2013-02-20 Thread Tres Seaver
-BEGIN PGP SIGNED MESSAGE-
Hash: SHA1

On 02/20/2013 06:22 PM, Antoine Pitrou wrote:
 On Wed, 20 Feb 2013 18:21:22 -0500 Donald Stufft
 donald.stu...@gmail.com wrote:
 On Wednesday, February 20, 2013 at 6:08 PM, Antoine Pitrou wrote:
 It's not a distributed DoS issue, it's a severe DoS
 vulnerabilities. A single 1 kB XML document can kill virtually
 any machine, even servers with more than hundred GB RAM.
 
 
 Assuming an attacker can inject arbitrary XML. Not every XML
 document is loaded from the Internet.
 
 Even documents not loaded from the internet can be at risk. Often
 times security breaches are the result of a chain of actions. You
 can say I'm not loading this XML from the internet, so therefore I
 am safe but then you have another flaw (for example) where you
 unpack a zip file without verifying there are not absolute paths and
 suddenly your xml file has been replaces with a malicious one.

--------------------

### EXERCISE GOAL:
Translate this sentence from the mailing-list exchange on XML attacks into Spanish: "Not every XML document is loaded from the Internet."

Rows from a pointing dataset:
--------------------

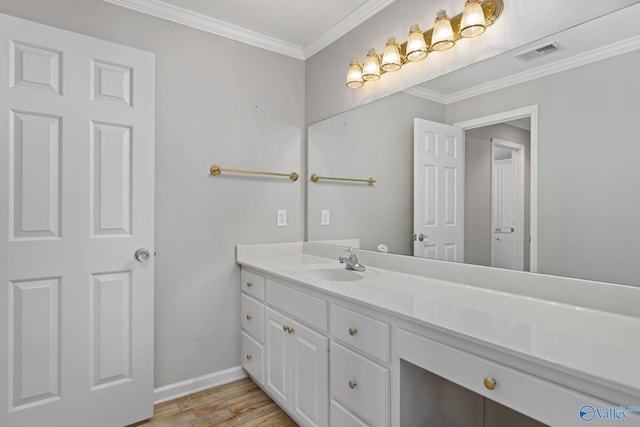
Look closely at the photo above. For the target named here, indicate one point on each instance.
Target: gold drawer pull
(490, 383)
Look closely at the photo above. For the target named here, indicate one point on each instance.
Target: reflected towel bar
(216, 170)
(316, 178)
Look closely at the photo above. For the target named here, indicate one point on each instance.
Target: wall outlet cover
(281, 218)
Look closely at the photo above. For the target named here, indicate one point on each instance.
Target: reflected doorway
(486, 140)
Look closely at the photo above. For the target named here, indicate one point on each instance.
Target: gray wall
(207, 112)
(587, 166)
(375, 140)
(477, 202)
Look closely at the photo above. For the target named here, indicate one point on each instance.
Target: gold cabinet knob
(490, 383)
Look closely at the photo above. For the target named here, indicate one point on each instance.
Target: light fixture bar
(492, 10)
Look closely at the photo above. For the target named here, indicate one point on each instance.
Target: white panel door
(504, 213)
(76, 202)
(438, 188)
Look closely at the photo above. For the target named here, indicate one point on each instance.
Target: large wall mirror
(550, 178)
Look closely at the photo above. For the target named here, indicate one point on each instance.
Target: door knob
(143, 254)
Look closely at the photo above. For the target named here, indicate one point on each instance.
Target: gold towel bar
(216, 170)
(316, 178)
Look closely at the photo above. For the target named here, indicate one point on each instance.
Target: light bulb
(442, 38)
(371, 69)
(354, 76)
(416, 46)
(472, 23)
(391, 58)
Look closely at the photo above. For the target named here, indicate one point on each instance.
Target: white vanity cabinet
(360, 352)
(293, 347)
(401, 350)
(252, 322)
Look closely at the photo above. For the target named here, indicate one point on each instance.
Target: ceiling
(301, 28)
(295, 28)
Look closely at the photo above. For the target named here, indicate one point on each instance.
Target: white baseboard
(193, 385)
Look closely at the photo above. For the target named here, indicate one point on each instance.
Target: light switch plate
(325, 217)
(281, 218)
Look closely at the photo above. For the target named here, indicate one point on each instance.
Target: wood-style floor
(240, 403)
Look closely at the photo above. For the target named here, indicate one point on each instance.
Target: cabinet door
(310, 376)
(277, 341)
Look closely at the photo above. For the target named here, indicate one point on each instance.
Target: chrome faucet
(351, 261)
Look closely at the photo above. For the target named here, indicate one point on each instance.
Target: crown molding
(575, 61)
(355, 18)
(205, 23)
(427, 94)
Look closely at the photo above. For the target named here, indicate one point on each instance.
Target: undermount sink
(333, 273)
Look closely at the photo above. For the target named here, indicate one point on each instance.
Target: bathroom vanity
(414, 342)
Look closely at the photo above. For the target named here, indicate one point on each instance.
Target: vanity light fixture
(442, 38)
(391, 60)
(354, 78)
(371, 69)
(473, 21)
(416, 45)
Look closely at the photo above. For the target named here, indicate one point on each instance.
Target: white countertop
(599, 345)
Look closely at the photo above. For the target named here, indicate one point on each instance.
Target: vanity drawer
(251, 357)
(305, 307)
(360, 385)
(252, 284)
(252, 320)
(360, 331)
(540, 399)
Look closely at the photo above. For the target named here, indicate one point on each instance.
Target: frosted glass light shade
(472, 23)
(371, 69)
(391, 58)
(442, 38)
(416, 46)
(354, 76)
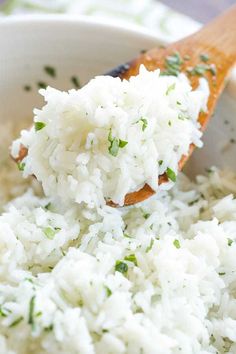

--------------------

### EXPECTED ANSWER:
No todos los documentos XML se cargan desde Internet.